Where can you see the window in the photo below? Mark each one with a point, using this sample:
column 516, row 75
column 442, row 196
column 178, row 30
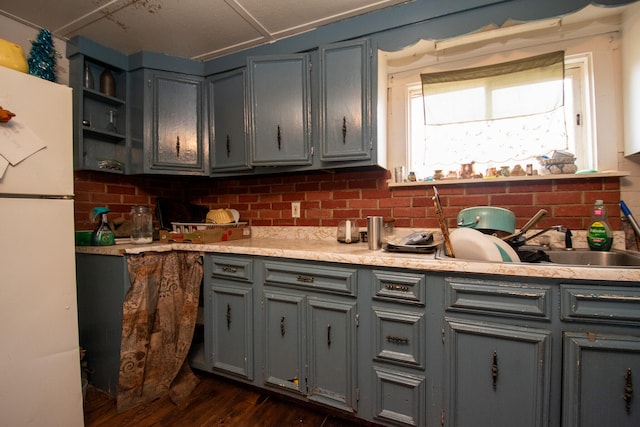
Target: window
column 495, row 122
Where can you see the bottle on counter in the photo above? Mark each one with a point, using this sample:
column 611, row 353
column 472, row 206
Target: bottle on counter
column 103, row 235
column 599, row 235
column 141, row 225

※ ※ ※

Rewrite all of the material above, changing every "photo" to "image" and leaving everything else unchanged. Omit the pictures from your answer.

Where can you see the window in the image below? Mark each one with a point, using this sample:
column 516, row 75
column 442, row 196
column 178, row 30
Target: window
column 495, row 122
Where can you see the bottle on counter in the image above? Mark each one with a point, using this sample:
column 611, row 353
column 472, row 206
Target: bottle on counter
column 103, row 235
column 599, row 235
column 141, row 225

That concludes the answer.